[PAGE EXCERPT — start]
November is Lung Cancer Awareness Month. Lung cancer is the leading cause of cancer death for both men and women in the United States. It has a five-year survival rate of only 15 percent. Often, lung cancers grow silently for many years and reach an advanced stage before causing symptoms that lead to diagnosis and treatment. But, there is some good news. Research from the National Cancer Institute's National Lung Screening Trial (NLST), found that screening with low dose computed tomography (CT) reduces lung cancer mortality by 20 percent. The NLST findings have led to widespread use of low dose CT scans for lung cancer screening, including at Northwestern Memorial Hospital, one of the country's premier academic medical center hospitals and is the primary teaching hospital of the Northwestern UniversityFeinberg School of Medicine.
"Screening for lung cancer is not a single test or event. It's a multidisciplinary care process," said Eric Hart, MD, radiologist and director of thoracic imaging at Northwestern Memorial and associate professor of radiology at Northwestern's Feinberg School of Medicine. "That process begins when an at-risk individual considers screening and doesn't end until action has been taken on the results of the CT exam."
At Northwestern Memorial, the multidisciplinary lung cancer group includes radiologists, pulmonologists, thoracic surgeons, oncologists and pathologists who all contribute their sub-specialty expertise to ensure the highest quality of care for lung cancer patients. This team assures the best therapies are recommended and tailored to the patient's individual needs, along with providing better understanding and access to innovative or relevant clinical trials.
"We will continue to promote smoking cessation as the primary strategy for lung cancer prevention," said Malcolm DeCamp, MD, chief of division of thoracic surgery at Northwestern Memorial and Fowler McCormick Professor of Surgery at Northwestern's Feinberg School of Medicine. "But, we have an effective screening technique that we must promote throughout the entire community to detect lung cancer in its earliest stage."
The criteria developed from the NLST recommends that current and former smokers aged 55 to 74 who have smoked for 30 pack years or more, should be offered low dose CT screening. Prior to the NLST, no screening test for lung cancer had proven effective in reducing lung cancer mortality.
[PAGE EXCERPT — finish]
[DATASET — start]
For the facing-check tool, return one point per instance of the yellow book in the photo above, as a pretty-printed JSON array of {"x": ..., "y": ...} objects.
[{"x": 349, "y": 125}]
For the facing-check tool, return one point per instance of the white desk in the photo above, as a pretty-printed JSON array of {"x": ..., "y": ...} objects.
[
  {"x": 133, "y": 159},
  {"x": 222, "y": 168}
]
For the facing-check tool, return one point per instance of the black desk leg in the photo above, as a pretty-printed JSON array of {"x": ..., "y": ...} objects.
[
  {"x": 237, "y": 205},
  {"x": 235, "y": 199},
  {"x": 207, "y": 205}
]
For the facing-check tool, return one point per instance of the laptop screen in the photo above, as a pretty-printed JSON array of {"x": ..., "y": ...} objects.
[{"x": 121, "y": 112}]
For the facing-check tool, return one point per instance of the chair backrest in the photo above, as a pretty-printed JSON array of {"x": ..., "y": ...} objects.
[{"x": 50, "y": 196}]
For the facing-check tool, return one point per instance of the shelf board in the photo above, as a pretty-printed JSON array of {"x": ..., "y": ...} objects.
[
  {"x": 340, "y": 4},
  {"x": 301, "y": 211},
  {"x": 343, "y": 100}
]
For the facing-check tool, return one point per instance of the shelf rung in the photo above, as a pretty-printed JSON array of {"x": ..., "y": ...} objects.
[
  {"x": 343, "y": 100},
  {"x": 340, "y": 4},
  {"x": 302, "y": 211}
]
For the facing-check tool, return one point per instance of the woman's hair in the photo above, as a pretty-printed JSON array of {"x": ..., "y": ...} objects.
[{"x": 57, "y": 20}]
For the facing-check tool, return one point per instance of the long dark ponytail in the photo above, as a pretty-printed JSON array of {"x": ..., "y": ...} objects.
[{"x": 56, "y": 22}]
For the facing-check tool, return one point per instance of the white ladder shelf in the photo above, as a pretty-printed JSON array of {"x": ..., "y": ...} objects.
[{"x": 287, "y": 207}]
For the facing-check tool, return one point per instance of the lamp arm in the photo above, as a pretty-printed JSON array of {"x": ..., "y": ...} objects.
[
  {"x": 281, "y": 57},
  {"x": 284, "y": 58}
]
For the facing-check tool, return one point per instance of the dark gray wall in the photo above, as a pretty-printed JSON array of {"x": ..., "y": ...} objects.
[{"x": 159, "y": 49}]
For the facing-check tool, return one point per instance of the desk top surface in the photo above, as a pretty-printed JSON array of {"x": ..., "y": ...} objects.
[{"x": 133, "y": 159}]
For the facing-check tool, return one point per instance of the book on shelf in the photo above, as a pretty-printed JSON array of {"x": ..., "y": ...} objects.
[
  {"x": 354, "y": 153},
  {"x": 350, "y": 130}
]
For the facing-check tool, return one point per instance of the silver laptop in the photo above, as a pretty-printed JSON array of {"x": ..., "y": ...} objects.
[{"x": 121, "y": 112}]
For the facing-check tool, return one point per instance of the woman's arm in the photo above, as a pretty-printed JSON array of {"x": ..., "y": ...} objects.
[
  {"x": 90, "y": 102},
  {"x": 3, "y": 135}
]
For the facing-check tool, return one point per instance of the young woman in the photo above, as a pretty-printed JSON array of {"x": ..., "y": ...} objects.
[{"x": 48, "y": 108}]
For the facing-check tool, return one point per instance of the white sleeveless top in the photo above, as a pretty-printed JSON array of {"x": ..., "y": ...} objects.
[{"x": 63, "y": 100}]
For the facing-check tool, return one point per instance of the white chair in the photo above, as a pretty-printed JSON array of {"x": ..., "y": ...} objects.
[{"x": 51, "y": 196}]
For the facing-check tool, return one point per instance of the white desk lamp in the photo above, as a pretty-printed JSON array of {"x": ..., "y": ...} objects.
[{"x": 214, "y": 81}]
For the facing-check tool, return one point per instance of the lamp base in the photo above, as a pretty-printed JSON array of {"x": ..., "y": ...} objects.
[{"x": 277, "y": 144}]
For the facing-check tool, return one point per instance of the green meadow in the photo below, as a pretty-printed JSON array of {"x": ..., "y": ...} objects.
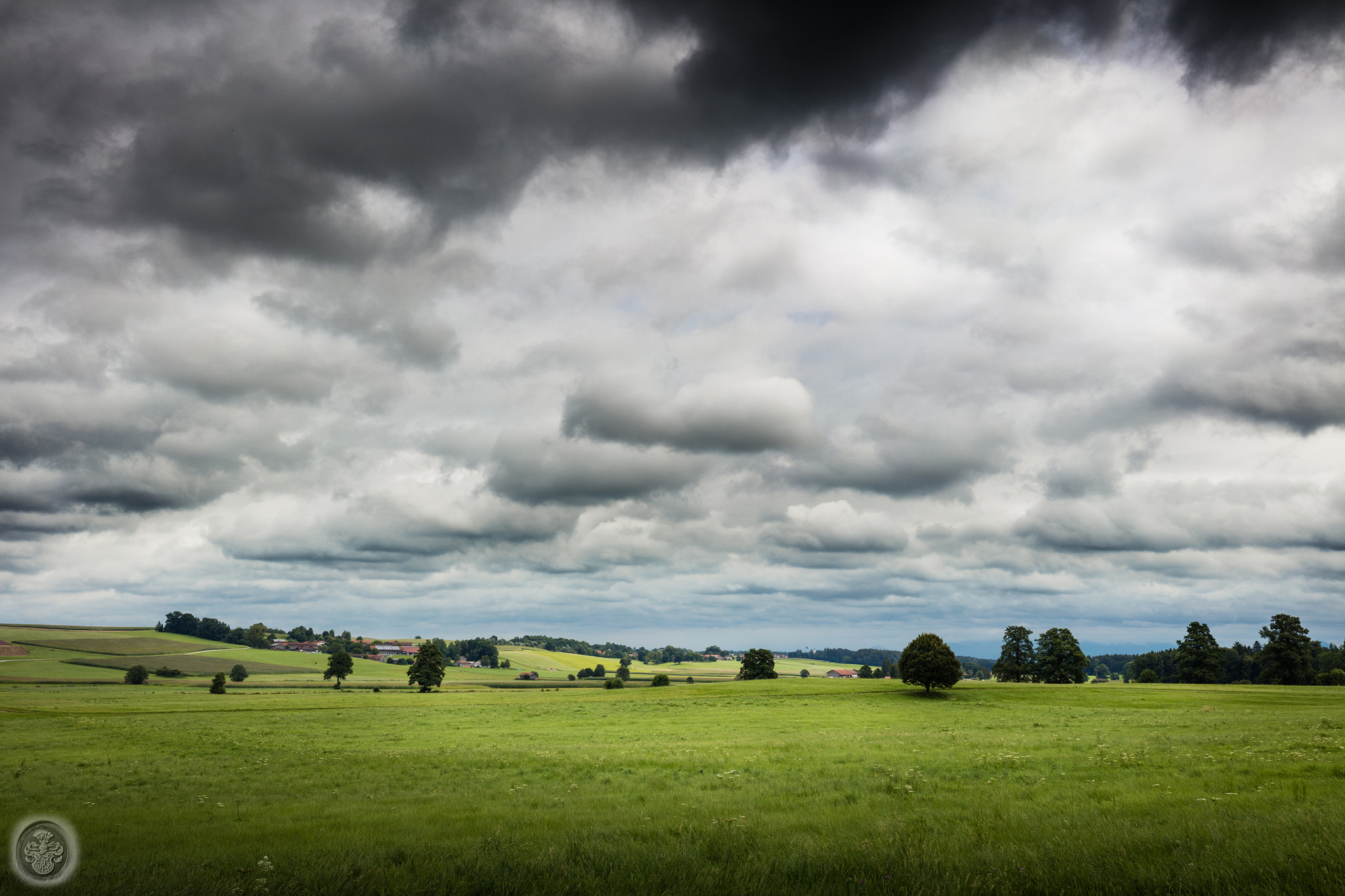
[{"x": 787, "y": 786}]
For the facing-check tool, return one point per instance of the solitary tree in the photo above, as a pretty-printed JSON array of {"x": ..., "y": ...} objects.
[
  {"x": 758, "y": 662},
  {"x": 1060, "y": 660},
  {"x": 1287, "y": 656},
  {"x": 428, "y": 670},
  {"x": 340, "y": 666},
  {"x": 929, "y": 662},
  {"x": 1017, "y": 658},
  {"x": 1200, "y": 660}
]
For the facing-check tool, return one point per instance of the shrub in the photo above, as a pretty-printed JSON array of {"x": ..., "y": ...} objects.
[{"x": 1333, "y": 677}]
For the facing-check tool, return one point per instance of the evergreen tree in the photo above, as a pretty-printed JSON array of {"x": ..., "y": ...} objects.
[
  {"x": 1017, "y": 658},
  {"x": 930, "y": 662},
  {"x": 1200, "y": 660},
  {"x": 1287, "y": 656},
  {"x": 428, "y": 670},
  {"x": 1060, "y": 660},
  {"x": 340, "y": 666}
]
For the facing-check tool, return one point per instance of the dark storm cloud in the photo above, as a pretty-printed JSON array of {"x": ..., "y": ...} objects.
[
  {"x": 263, "y": 128},
  {"x": 537, "y": 471},
  {"x": 735, "y": 416}
]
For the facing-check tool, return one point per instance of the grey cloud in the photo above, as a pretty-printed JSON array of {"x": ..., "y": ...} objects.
[
  {"x": 885, "y": 454},
  {"x": 713, "y": 416},
  {"x": 837, "y": 526},
  {"x": 1192, "y": 516},
  {"x": 540, "y": 471},
  {"x": 343, "y": 133}
]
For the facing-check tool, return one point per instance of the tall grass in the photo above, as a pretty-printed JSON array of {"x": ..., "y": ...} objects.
[{"x": 748, "y": 788}]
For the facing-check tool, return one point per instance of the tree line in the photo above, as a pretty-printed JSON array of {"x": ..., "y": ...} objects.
[{"x": 1289, "y": 657}]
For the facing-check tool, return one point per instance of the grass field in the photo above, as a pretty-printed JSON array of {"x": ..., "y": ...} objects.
[{"x": 779, "y": 786}]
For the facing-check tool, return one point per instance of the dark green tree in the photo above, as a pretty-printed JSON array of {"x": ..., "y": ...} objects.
[
  {"x": 930, "y": 662},
  {"x": 1200, "y": 660},
  {"x": 758, "y": 662},
  {"x": 340, "y": 666},
  {"x": 1060, "y": 660},
  {"x": 428, "y": 670},
  {"x": 1017, "y": 658},
  {"x": 1287, "y": 656}
]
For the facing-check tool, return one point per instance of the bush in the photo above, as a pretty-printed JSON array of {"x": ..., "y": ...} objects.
[{"x": 1333, "y": 677}]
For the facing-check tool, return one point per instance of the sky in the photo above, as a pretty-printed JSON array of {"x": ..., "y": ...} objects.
[{"x": 676, "y": 322}]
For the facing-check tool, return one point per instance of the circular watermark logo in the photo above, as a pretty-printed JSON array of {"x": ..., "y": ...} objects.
[{"x": 43, "y": 851}]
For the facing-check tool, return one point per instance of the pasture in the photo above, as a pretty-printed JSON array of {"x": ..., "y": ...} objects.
[{"x": 783, "y": 786}]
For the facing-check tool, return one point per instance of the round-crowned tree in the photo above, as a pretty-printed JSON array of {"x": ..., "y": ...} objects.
[
  {"x": 758, "y": 662},
  {"x": 929, "y": 662}
]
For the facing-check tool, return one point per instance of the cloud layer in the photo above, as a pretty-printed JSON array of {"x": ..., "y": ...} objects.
[{"x": 673, "y": 319}]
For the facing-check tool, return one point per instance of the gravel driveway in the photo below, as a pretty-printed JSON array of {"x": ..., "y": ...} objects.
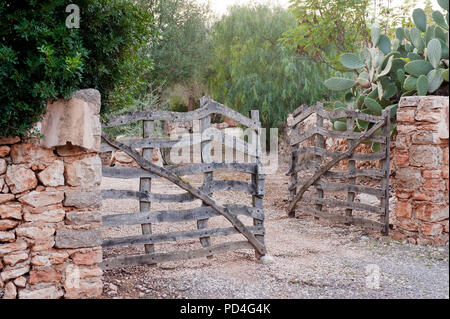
[{"x": 311, "y": 259}]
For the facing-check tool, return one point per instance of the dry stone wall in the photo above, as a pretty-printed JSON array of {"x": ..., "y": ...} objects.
[
  {"x": 50, "y": 221},
  {"x": 421, "y": 163}
]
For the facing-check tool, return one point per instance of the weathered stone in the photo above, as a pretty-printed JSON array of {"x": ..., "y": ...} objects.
[
  {"x": 86, "y": 172},
  {"x": 50, "y": 216},
  {"x": 87, "y": 259},
  {"x": 71, "y": 238},
  {"x": 4, "y": 150},
  {"x": 7, "y": 237},
  {"x": 408, "y": 178},
  {"x": 76, "y": 121},
  {"x": 11, "y": 210},
  {"x": 49, "y": 258},
  {"x": 443, "y": 125},
  {"x": 403, "y": 209},
  {"x": 20, "y": 179},
  {"x": 9, "y": 140},
  {"x": 405, "y": 115},
  {"x": 20, "y": 282},
  {"x": 70, "y": 150},
  {"x": 41, "y": 209},
  {"x": 14, "y": 272},
  {"x": 6, "y": 224},
  {"x": 432, "y": 213},
  {"x": 89, "y": 272},
  {"x": 15, "y": 258},
  {"x": 87, "y": 288},
  {"x": 431, "y": 229},
  {"x": 435, "y": 185},
  {"x": 84, "y": 198},
  {"x": 401, "y": 159},
  {"x": 35, "y": 230},
  {"x": 367, "y": 199},
  {"x": 42, "y": 244},
  {"x": 10, "y": 291},
  {"x": 44, "y": 275},
  {"x": 51, "y": 292},
  {"x": 122, "y": 157},
  {"x": 40, "y": 199},
  {"x": 426, "y": 156},
  {"x": 4, "y": 198},
  {"x": 53, "y": 175},
  {"x": 83, "y": 218},
  {"x": 407, "y": 224},
  {"x": 31, "y": 154},
  {"x": 424, "y": 137},
  {"x": 16, "y": 246}
]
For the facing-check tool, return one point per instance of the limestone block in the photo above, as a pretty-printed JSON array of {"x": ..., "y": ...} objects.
[{"x": 76, "y": 121}]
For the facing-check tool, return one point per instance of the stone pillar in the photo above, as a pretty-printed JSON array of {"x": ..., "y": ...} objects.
[
  {"x": 421, "y": 162},
  {"x": 50, "y": 224}
]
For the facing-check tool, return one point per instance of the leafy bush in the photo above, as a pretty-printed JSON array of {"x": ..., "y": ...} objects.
[
  {"x": 415, "y": 62},
  {"x": 253, "y": 69},
  {"x": 40, "y": 58}
]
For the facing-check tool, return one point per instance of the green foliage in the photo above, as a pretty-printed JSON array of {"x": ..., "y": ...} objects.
[
  {"x": 325, "y": 27},
  {"x": 416, "y": 62},
  {"x": 183, "y": 53},
  {"x": 252, "y": 69},
  {"x": 42, "y": 59}
]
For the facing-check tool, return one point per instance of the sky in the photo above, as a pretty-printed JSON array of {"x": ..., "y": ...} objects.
[{"x": 220, "y": 6}]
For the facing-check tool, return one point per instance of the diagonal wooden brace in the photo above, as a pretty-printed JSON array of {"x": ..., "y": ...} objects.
[
  {"x": 331, "y": 163},
  {"x": 152, "y": 168}
]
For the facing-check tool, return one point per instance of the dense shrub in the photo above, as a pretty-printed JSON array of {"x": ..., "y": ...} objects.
[
  {"x": 40, "y": 58},
  {"x": 253, "y": 69}
]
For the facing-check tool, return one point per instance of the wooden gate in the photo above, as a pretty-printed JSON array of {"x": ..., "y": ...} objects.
[
  {"x": 253, "y": 234},
  {"x": 319, "y": 160}
]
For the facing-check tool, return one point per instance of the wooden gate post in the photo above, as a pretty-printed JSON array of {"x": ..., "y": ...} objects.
[
  {"x": 351, "y": 163},
  {"x": 145, "y": 184},
  {"x": 385, "y": 165},
  {"x": 257, "y": 177},
  {"x": 320, "y": 143},
  {"x": 205, "y": 123}
]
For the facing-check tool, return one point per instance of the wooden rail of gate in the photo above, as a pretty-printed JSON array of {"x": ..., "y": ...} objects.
[
  {"x": 147, "y": 171},
  {"x": 325, "y": 179}
]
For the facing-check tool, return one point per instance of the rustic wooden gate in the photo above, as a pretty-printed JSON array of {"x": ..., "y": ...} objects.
[
  {"x": 320, "y": 161},
  {"x": 254, "y": 234}
]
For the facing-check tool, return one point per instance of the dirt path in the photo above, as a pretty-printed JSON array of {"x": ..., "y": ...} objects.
[{"x": 310, "y": 259}]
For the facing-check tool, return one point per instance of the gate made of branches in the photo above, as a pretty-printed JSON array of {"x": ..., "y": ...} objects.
[
  {"x": 312, "y": 191},
  {"x": 147, "y": 172}
]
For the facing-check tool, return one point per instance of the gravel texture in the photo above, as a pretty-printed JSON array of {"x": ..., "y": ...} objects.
[{"x": 311, "y": 259}]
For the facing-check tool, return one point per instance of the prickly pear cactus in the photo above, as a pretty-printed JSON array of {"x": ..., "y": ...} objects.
[{"x": 414, "y": 63}]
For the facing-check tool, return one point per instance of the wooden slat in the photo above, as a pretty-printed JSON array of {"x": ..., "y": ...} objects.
[
  {"x": 211, "y": 107},
  {"x": 190, "y": 169},
  {"x": 214, "y": 186},
  {"x": 348, "y": 220},
  {"x": 348, "y": 187},
  {"x": 318, "y": 109},
  {"x": 124, "y": 261},
  {"x": 172, "y": 216},
  {"x": 368, "y": 172},
  {"x": 330, "y": 164},
  {"x": 298, "y": 138},
  {"x": 327, "y": 153},
  {"x": 176, "y": 236},
  {"x": 335, "y": 202}
]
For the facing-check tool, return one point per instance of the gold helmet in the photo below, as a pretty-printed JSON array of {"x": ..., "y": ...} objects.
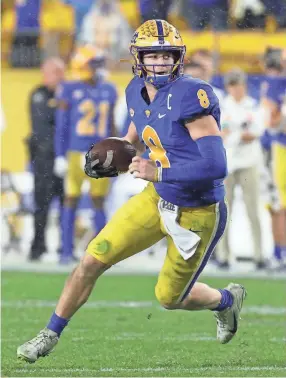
[DATASET — finish]
▶ _DIRECTIONS FOR THIS TASK_: From the lung cancer screening article above, list the kinds of specialists it says make up the multidisciplinary lung cancer group at Northwestern Memorial.

▶ _EXERCISE ANSWER_:
- Radiologists
- Pulmonologists
- Thoracic surgeons
- Oncologists
- Pathologists